» **Esercizi**
a) Riscrivi in forma di elenco puntato il paragrafo del testo in esame che comincia con "Ma possibile che sia tutto un problema economico?", mantenendone i dati principali.
b) Estrai dal testo in esame il passo compreso tra "Quando mi è" e "incredulo e disorientato.", estremi inclusi.

» **Testo in esame**
◆ ◆ ◆ ◆

Quando mi è capitato di decantare le qualità di un’Europa che, nonostante tutto, appare decisamente unita se vista da questa parte di mondo, chi avevo di fronte è rimasto incredulo e disorientato.

"Davvero per andare in Francia non hai bisogno del passaporto?" mi hanno chiesto camionisti e turisti poco dopo essere sottoposti al solito, laborioso controllo della dogana.

E quando ho accennato circa l’opportunità di creare una moneta unica per tutto il LatinoAmérica sono stato interrotto ancora prima che finissi la domanda. Impossibile, mi hanno detto, ci sono troppi interessi particolari.

Disillusi, immalinconiti e sulla via della resa. Sembra che la determinazione, da queste parti, sia solo orientata verso la fuga. A tutti piacerebbe vivere in un altro paese, e quasi sempre la voglia di andare via è dettata dal denaro. Sono tutti attratti da uno stipendio dignitoso: difficile, se non impossibile, essere in disaccordo con chi, anziché vivere, sopravvive.

Ma possibile che sia tutto un problema economico? Forse, e ogni volta che si ritirano contanti in Argentina la tesi si rafforza. Il taglio più grande è di 1000 pesos. Cambio alla mano, sono circa tre euro. Sarebbe pure qualcosina di più, ma uno degli effetti di questa inflazione dissennata è stato - anche - la nascita di un doppio tasso di conversione. Uno ufficiale, a dare una parvenza di dignità alla moneta locale e ingannare turisti distratti. L'altro, più conveniente per gli stranieri, si chiama “blu”. Come se, nonostante il suo carattere abusivo, solo al secondo sia concesso un certo rango di nobiltà.

Roba complicata, roba che più volte mi è stata descritta dagli stessi argentini “una locura”. Ma c’è qualcosa di meno intuibile, che va oltre i problemi, assai concreti, delle tasche della gente, quasi sempre vuote.

◆ ◆ ◆ ◆

» **Estratto dei dati**

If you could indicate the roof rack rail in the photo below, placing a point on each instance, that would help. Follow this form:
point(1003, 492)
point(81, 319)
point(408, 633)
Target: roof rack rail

◆ ◆ ◆ ◆

» **Soluzioni per esercizio**
a)
- Prelevare contanti in Argentina rafforza l'ipotesi che il problema sia economico.
- Il taglio più grande è di 1000 pesos, circa tre euro al cambio.
- L'inflazione dissennata ha prodotto anche un doppio tasso di conversione.
- Il tasso ufficiale dà una parvenza di dignità alla moneta locale e inganna i turisti distratti.
- Il tasso "blu" è più conveniente per gli stranieri. Pur essendo abusivo, sembra l'unico a cui sia concesso un certo rango di nobiltà.

b)
Quando mi è capitato di decantare le qualità di un’Europa che, nonostante tutto, appare decisamente unita se vista da questa parte di mondo, chi avevo di fronte è rimasto incredulo e disorientato.